— Records shown —
···

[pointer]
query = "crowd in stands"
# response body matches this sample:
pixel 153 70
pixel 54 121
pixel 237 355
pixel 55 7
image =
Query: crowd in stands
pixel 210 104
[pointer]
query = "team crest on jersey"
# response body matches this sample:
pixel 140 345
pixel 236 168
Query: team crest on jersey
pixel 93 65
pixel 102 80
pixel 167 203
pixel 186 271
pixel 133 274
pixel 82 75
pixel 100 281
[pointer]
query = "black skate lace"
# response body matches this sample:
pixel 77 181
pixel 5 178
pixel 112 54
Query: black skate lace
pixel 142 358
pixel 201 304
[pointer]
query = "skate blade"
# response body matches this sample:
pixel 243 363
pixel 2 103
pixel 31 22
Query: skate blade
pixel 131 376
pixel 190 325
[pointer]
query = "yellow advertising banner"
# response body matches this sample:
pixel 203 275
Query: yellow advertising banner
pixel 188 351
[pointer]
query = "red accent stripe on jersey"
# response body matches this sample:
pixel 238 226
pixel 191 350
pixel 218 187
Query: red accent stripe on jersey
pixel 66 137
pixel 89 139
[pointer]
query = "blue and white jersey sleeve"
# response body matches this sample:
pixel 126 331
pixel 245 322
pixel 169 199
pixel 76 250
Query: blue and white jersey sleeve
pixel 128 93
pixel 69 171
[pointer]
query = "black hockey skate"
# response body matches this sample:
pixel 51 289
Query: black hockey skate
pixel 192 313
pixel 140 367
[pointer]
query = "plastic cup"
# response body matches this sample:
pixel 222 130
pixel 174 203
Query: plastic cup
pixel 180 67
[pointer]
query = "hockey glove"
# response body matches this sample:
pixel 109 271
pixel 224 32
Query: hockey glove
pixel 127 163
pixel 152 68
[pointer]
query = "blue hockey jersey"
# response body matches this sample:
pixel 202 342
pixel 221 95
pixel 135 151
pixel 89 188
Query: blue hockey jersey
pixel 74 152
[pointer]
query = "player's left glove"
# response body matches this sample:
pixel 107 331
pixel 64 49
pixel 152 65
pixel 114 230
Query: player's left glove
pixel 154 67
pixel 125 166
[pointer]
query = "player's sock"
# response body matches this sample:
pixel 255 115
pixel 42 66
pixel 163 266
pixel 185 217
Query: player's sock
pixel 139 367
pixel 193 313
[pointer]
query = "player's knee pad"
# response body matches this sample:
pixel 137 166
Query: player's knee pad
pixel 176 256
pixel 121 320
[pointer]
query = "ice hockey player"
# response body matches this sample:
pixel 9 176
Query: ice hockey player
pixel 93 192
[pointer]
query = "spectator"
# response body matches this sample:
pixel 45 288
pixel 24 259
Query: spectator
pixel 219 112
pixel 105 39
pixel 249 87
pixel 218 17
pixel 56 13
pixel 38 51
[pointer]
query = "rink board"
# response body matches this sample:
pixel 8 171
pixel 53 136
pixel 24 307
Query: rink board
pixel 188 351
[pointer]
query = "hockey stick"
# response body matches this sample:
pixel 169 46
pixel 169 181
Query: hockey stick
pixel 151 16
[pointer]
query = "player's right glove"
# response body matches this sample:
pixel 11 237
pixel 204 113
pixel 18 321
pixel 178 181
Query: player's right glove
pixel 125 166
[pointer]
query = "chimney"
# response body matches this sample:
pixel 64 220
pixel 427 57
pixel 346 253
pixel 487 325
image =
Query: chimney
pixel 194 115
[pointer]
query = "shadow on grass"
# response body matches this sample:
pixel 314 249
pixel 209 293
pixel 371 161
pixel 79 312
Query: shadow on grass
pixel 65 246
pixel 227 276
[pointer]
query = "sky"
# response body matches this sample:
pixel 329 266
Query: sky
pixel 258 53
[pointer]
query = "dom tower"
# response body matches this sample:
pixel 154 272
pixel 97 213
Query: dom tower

···

— Problem to solve —
Please reproduce exactly the lines above, beginning with the first and ending with the line that contains "pixel 112 54", and include nothing outside that range.

— Response to the task —
[pointer]
query = "crowd in stands"
# response body matches this sample:
pixel 153 70
pixel 54 121
pixel 237 355
pixel 55 7
image =
Query: crowd in stands
pixel 210 104
[pointer]
query = "team crest on jersey"
# response body matches this sample:
pixel 140 345
pixel 236 168
Query: team crest on jersey
pixel 93 65
pixel 102 80
pixel 167 203
pixel 186 271
pixel 133 274
pixel 82 75
pixel 100 281
[pointer]
query = "black skate lace"
# response body matches this sample:
pixel 77 181
pixel 5 178
pixel 112 54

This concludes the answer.